** Start Document **

Add _LIST option to include_subject_tags(/extra_subject_tags), refactor

2026-05-01 19:34:24 +02:00 · 2023-07-23 12:42:47 -05:00 · 2023-07-23 12:42:47 -05:00 · 54a00a934b
commit 54a00a934b
parent c638ac8457
3 changed files with 39 additions and 31 deletions
--- a/calibre-plugin/plugin-defaults.ini
+++ b/calibre-plugin/plugin-defaults.ini
@ -807,9 +807,6 @@ capitalize_forumtags:true
 include_in_genre:genre,forumtags
 include_in_category:category,tagsfromtitle,parentforums

-## Previously was:
-#add_to_include_subject_tags:,tagsfromtitle.SPLIT,forumtags
-
 ## base_xenforoforum reads Published and Updated datetimes from
 ## Threadmarks if used, or from the posted & updated times of the
 ## 'first' post if no threadmarks.
--- a/fanficfare/defaults.ini
+++ b/fanficfare/defaults.ini
@ -791,9 +791,6 @@ capitalize_forumtags:true
 include_in_genre:genre,forumtags
 include_in_category:category,tagsfromtitle,parentforums

-## Previously was:
-#add_to_include_subject_tags:,tagsfromtitle.SPLIT,forumtags
-
 ## base_xenforoforum reads Published and Updated datetimes from
 ## Threadmarks if used, or from the posted & updated times of the
 ## 'first' post if no threadmarks.
--- a/fanficfare/story.py
+++ b/fanficfare/story.py
@ -17,7 +17,7 @@

 from __future__ import absolute_import
 import os, re, sys
-from collections import defaultdict
+from collections import defaultdict, OrderedDict
 import string
 import datetime
 from math import floor
@ -1325,35 +1325,49 @@ class Story(Requestable):
        return retlist

    def getSubjectTags(self, removeallentities=False):
-        # set to avoid duplicates subject tags.
-        subjectset = set()
+        ## Used both to populate epub <dc:subject> tags and Calibre
+        ## Tags column.
+
+        # to avoid duplicates subject tags *and* allow order of
+        # <dc:subject> tags.
+        subjectset = OrderedDict()

        tags_list = self.getConfigList("include_subject_tags") + self.getConfigList("extra_subject_tags")

-        # metadata all go into dc:subject tags, but only if they are configured.
-        for (name,value) in six.iteritems(self.getAllMetadata(removeallentities=removeallentities,keeplists=True)):
-            if name+'.SPLIT' in tags_list:
-                flist=[]
-                if isinstance(value,list):
-                    for tag in value:
-                        flist.extend(tag.split(','))
-                else:
-                    flist.extend(value)
-                for tag in flist:
-                    subjectset.add(tag)
-            elif name in tags_list:
-                if isinstance(value,list):
-                    for tag in value:
-                        subjectset.add(tag)
-                else:
-                    subjectset.add(value)
+        ## This used to spin on keys of self.getAllMetadata() look for
+        ## key in tags_list.  No idea why, probably from even older code
+        ## 4bb91cd0c5877cf64a779c92d1f9f338a130fa5b
+        for entry in tags_list:
+            ## allow both _LIST and .SPLIT
+            entry_key = entry.replace('_LIST','').replace('.SPLIT','')

** End Document **

What is asked:
1. Decide whether each statement agrees with the commit, answering yes or no and quoting the words of the commit that settle it: (a) The commit changes three files. (b) In the revised getSubjectTags, subjectset is created as a set. (c) The lines removed from both defaults files include one reading "## Previously was:".
2. Answer these questions from the commit:
(a) What is the identifier of the parent commit?
(b) Which name is added to the import from collections?
(c) Which two configuration lists are combined to form tags_list?
3. Reproduce everything in the commit from "from __future__ import" down to "duplicates subject tags.".
The items have no role in any of the tasks.

** Start Given entries **

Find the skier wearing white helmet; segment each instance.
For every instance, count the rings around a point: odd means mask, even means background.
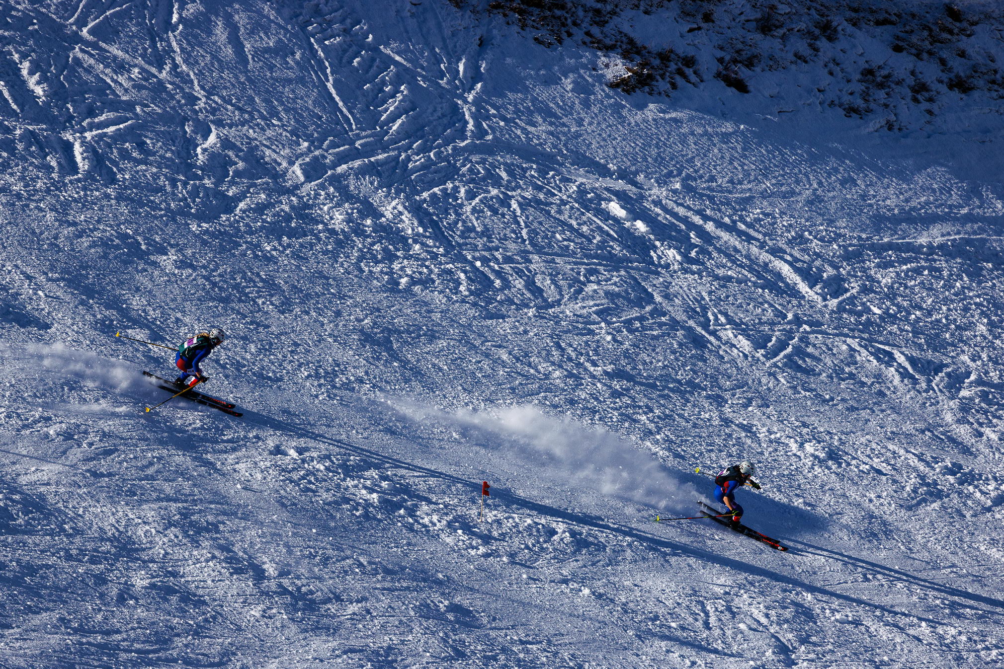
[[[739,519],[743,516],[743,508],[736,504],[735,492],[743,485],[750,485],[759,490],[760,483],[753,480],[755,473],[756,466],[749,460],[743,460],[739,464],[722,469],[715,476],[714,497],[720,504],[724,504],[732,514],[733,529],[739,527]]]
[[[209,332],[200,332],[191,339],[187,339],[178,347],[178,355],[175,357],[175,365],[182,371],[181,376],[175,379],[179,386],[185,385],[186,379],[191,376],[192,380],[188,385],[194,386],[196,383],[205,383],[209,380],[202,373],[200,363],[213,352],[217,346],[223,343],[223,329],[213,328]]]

** End Given entries **
** Start Given entries **

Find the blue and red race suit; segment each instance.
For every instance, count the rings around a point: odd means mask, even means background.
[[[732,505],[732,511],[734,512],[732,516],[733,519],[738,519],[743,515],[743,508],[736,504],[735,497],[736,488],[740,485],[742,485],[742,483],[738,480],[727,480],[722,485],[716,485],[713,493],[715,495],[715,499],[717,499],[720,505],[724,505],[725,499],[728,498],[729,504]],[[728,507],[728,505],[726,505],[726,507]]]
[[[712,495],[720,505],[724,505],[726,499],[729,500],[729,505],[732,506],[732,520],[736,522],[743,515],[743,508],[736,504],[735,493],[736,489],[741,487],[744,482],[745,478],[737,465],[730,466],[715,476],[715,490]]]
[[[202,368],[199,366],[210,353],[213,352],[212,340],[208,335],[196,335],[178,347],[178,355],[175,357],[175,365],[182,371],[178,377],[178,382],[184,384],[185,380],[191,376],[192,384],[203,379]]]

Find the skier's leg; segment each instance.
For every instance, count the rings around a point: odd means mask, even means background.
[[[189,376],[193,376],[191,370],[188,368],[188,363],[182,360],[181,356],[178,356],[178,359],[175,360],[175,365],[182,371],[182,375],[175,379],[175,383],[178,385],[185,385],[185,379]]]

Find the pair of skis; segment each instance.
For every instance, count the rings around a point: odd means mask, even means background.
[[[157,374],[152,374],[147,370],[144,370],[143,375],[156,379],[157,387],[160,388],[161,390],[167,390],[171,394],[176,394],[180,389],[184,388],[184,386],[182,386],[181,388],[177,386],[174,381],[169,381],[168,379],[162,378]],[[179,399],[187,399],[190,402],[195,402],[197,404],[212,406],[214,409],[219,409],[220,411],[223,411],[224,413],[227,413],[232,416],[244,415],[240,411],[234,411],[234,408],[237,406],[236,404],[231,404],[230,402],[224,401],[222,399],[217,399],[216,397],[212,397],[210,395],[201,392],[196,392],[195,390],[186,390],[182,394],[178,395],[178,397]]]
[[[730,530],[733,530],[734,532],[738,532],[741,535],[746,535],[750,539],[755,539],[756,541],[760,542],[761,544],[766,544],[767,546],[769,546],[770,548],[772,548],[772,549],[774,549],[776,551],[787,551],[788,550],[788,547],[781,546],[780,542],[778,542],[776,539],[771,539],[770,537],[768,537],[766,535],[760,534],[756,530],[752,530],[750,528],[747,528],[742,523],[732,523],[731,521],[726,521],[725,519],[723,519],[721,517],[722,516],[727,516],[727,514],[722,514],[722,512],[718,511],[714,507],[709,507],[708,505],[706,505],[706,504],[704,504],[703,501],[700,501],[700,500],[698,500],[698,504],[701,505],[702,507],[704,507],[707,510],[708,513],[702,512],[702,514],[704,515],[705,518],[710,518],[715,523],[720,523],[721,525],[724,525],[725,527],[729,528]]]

** End Given entries **
** Start Given entries **

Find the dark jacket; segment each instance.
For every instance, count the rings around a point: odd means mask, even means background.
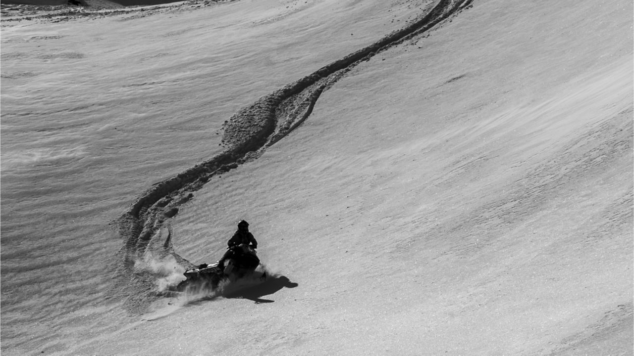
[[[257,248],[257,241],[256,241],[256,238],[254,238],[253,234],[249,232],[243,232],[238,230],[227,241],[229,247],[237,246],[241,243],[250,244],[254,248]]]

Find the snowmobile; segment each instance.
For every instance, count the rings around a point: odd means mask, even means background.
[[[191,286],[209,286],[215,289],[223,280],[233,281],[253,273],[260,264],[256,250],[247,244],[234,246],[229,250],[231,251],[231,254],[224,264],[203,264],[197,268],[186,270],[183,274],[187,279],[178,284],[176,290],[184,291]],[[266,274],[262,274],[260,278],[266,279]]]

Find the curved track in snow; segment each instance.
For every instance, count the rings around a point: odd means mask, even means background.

** End Given entries **

Solutions per task:
1.
(a) Yes: "3 changed files with 39 additions and 31 deletions"
(b) No: "subjectset = OrderedDict()"
(c) Yes: "## Previously was:"

2.
(a) c638ac8457
(b) OrderedDict
(c) include_subject_tags and extra_subject_tags

3.
from __future__ import absolute_import
 import os, re, sys
-from collections import defaultdict
+from collections import defaultdict, OrderedDict
 import string
 import datetime
 from math import floor
@ -1325,35 +1325,49 @@ class Story(Requestable):
        return retlist

    def getSubjectTags(self, removeallentities=False):
-        # set to avoid duplicates subject tags.